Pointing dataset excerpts
..........

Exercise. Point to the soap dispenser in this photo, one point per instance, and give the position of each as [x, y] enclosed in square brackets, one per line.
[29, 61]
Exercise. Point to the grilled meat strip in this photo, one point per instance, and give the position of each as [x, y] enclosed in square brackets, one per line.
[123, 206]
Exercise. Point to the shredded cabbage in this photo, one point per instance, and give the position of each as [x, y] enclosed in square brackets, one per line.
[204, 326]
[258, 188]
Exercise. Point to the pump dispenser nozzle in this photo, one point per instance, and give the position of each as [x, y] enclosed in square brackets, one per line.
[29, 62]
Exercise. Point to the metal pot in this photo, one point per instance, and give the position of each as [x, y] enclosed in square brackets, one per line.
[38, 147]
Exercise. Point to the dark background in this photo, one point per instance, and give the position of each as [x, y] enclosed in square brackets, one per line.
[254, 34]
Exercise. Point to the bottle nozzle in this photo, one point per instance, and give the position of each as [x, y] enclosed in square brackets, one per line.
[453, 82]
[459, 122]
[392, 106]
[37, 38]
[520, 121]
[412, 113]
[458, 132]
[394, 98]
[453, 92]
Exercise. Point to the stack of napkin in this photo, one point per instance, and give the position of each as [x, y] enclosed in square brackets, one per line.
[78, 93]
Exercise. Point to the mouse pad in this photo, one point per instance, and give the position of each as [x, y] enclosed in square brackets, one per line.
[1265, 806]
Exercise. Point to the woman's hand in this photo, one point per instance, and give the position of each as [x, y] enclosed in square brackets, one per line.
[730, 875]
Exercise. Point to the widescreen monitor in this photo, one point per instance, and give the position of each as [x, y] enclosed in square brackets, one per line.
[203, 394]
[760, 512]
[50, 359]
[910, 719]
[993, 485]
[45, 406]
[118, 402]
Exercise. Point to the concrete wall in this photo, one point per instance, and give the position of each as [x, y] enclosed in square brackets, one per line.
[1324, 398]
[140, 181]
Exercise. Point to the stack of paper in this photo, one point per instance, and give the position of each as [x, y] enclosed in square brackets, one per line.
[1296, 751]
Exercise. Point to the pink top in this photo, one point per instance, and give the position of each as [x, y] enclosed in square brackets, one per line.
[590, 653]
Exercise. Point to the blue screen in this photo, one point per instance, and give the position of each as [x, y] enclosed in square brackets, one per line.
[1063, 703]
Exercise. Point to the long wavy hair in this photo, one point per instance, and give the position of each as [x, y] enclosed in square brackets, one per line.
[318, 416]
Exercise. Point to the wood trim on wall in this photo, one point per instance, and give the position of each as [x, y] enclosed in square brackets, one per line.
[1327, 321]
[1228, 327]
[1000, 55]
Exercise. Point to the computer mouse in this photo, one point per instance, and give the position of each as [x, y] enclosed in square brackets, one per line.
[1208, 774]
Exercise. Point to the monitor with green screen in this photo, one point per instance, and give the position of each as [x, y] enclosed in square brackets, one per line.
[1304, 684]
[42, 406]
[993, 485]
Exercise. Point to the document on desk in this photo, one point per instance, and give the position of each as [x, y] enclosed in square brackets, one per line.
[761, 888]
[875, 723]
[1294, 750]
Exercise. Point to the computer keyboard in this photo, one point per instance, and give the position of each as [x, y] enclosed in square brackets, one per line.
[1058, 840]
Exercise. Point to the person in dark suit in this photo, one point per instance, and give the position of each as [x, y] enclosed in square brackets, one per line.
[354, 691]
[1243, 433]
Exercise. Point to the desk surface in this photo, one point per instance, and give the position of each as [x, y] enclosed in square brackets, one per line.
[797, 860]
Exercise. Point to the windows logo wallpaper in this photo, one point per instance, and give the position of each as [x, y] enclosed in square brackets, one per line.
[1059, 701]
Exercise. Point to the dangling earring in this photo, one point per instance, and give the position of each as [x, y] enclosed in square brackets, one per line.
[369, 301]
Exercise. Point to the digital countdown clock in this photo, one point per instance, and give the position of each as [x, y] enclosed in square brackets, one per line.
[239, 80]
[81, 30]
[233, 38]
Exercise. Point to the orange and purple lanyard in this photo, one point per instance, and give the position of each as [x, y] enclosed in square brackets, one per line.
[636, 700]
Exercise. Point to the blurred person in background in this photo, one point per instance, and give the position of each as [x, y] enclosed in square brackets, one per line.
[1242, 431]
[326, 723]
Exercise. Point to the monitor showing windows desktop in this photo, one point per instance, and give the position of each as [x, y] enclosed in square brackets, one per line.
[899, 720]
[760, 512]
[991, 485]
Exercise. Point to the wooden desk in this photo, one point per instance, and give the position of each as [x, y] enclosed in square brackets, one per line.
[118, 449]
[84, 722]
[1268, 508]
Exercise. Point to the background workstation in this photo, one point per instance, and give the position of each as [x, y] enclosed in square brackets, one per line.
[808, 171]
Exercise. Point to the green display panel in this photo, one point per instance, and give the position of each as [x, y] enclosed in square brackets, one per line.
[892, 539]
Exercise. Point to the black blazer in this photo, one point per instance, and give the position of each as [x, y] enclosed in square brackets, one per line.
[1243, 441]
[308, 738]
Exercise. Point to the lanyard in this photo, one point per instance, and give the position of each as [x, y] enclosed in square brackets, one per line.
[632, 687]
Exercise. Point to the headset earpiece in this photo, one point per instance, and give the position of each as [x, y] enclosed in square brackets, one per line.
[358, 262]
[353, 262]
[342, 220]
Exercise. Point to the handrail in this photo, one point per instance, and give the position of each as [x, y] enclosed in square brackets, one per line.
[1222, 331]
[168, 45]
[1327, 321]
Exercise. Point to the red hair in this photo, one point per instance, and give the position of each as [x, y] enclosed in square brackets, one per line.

..........

• Exercise brief: Write out the listing once more, matching it exactly.

• Task result:
Exercise. Point to the soap dispenser in this photo, one point per instance, and give the position of each as [x, y] enclosed in square brackets, one per line.
[29, 61]
Exercise. Point to the grilled meat strip in this photo, one point per instance, and give the position of each as [x, y] enclosed in square brackets, one per line.
[123, 206]
Exercise. Point to the shredded cabbage in this photo, one point per instance, and give the position of each as [x, y] enclosed in square brackets, one per line.
[204, 326]
[258, 188]
Exercise. Point to the pump dispenser nozzle in this photo, one point per instance, and give the position of each as [x, y] enclosed in square brackets, one per line.
[29, 62]
Exercise. Point to the metal pot in this photo, one point per instance, and give the position of each as [x, y] enclosed in square brackets, one per line.
[38, 147]
Exercise. Point to the dark background in this photo, one point per instance, and give the position of each as [x, y] enclosed in square brackets, one per line.
[254, 34]
Exercise. Point to the bottle nozzle in this photo, one point per instance, and give the position of each as [x, y] enclosed in square brackets, one per line.
[453, 82]
[459, 122]
[392, 106]
[37, 38]
[520, 121]
[412, 113]
[458, 132]
[394, 98]
[453, 92]
Exercise. Point to the stack of napkin in this photo, one point per instance, and give the position of each as [x, y] enclosed in square brackets, one per line.
[78, 93]
Exercise. Point to the mouse pad in this photo, one point per instance, and give the position of each as [x, y] enclosed in square brackets, one per line.
[1265, 806]
Exercise. Point to the woman's hand in this photo, one point per instance, and give the position of each as [x, y] enclosed in square brackets, one per line.
[730, 875]
Exercise. Point to the widescreen monitor in this photo, one point per instance, and give the position of each as [x, y] enclosed in square brackets, one per line.
[203, 394]
[760, 512]
[50, 359]
[910, 719]
[993, 485]
[45, 406]
[118, 402]
Exercise. Point to the concrete wall in this photo, one point per instance, and give the position of each as [x, y] enclosed in square brackets, one per line.
[1324, 398]
[140, 181]
Exercise. Point to the stack of paper in this photo, one point per instance, and give the position of each as [x, y] enclosed in square brackets, one per line.
[1296, 751]
Exercise. Point to the pink top in this photo, one point per instance, and give the position of each as [x, y] enclosed in square brackets, one per line.
[590, 653]
Exercise. Point to the blue screen in this photo, one point per instance, and give the position of each as [x, y] enclosed in square brackets, one per line.
[1063, 703]
Exercise. Point to the long wavy hair in this photo, one point per instance, and give the position of each as [x, y] enclosed in square brackets, one per line.
[318, 416]
Exercise. Point to the wood trim on wall in this photo, one point per instance, and give the position of each as [x, y] enclosed in square brackets, one per line.
[1327, 321]
[1228, 327]
[1000, 55]
Exercise. Point to the computer mouse in this photo, one point per instance, and give the position of each as [x, y] enclosed in square brackets, one per line.
[1208, 774]
Exercise. Point to the monitor with green screen in this photo, one point per instance, and give the position of each as [x, y] enclosed in square brackets, one per line.
[1304, 684]
[42, 406]
[993, 485]
Exercise. Point to the document on desk in this photo, one point per instance, and give the position of each as [x, y] enclosed in square brackets, one per line.
[761, 888]
[875, 723]
[1294, 750]
Exercise. Point to the computer keyboard in this photo, one point per instance, and give the position of each as [x, y] enclosed in square brackets, one per line.
[1058, 840]
Exercise. Point to the person in dark suit in this photo, one point per instance, and give the position of each as [x, y] enclosed in square brackets, one per line.
[354, 691]
[1243, 433]
Exercise. Point to the desk surface in this photo, one point per instance, and give the position of each as [x, y] enclosed in square brackets, one per line.
[797, 860]
Exercise. Point to the windows logo wallpaper in this photo, one point per instance, and give the position of each as [x, y] enclosed in square brackets, one per line.
[1059, 701]
Exercise. Point to the dangling earring in this photo, one point per instance, and give the position of each as [x, y] enclosed in square brackets, one per line.
[369, 301]
Exercise. Point to the digital countdown clock in this photo, one point per instance, and give the position of each as [x, y] enclosed in square brackets, one per line.
[239, 80]
[81, 30]
[233, 38]
Exercise. Point to the orange and purple lanyard in this photo, one point per instance, and give the position of each as [x, y] enclosed in square brackets, one per line.
[636, 700]
Exercise. Point to the blurred person in background in this photo, one point per instance, and give the position of each as [x, y] enclosed in square brackets, one per line.
[1242, 431]
[326, 723]
Exercise. Point to the monitor showing windows desktop in this photo, one point per instance, and give the position of each as [x, y] enclosed in square brackets, one per line.
[899, 720]
[760, 512]
[991, 485]
Exercise. Point to the wooden desk in this photo, one point per instance, and give the position of each as [x, y] enclosed in square brackets, one per line.
[118, 449]
[84, 722]
[1268, 508]
Exercise. Point to the background workstation in this photo, one point per instance, and give the position of each as [x, y] enclosed in square brackets, one per line.
[808, 171]
Exercise. Point to the green display panel in this photo, one point per instance, and give the position of each as [x, y] enclosed in square brackets, one per line.
[892, 539]
Exercise. Point to the black blazer in this photo, one point per instance, and give the position of each as [x, y] enclosed in square brackets, one per line.
[1243, 441]
[308, 738]
Exercise. Point to the lanyard in this photo, one point per instance, and give the position of each as [x, y] enclosed in square brackets, one per line.
[632, 687]
Exercise. Point to the headset earpiece in this photo, one point per instance, and give the position of each as [x, y] enclosed in square brackets, one per line.
[358, 262]
[353, 262]
[342, 220]
Exercise. Point to the handrail in this photo, one point per instance, and give the position of each as [x, y] enclosed in square brackets, one per line.
[1222, 331]
[168, 45]
[1327, 321]
Exercise. Point to the red hair in this photo, one point per instance, and give the position of each as [x, y] enclosed in square brackets, one per line.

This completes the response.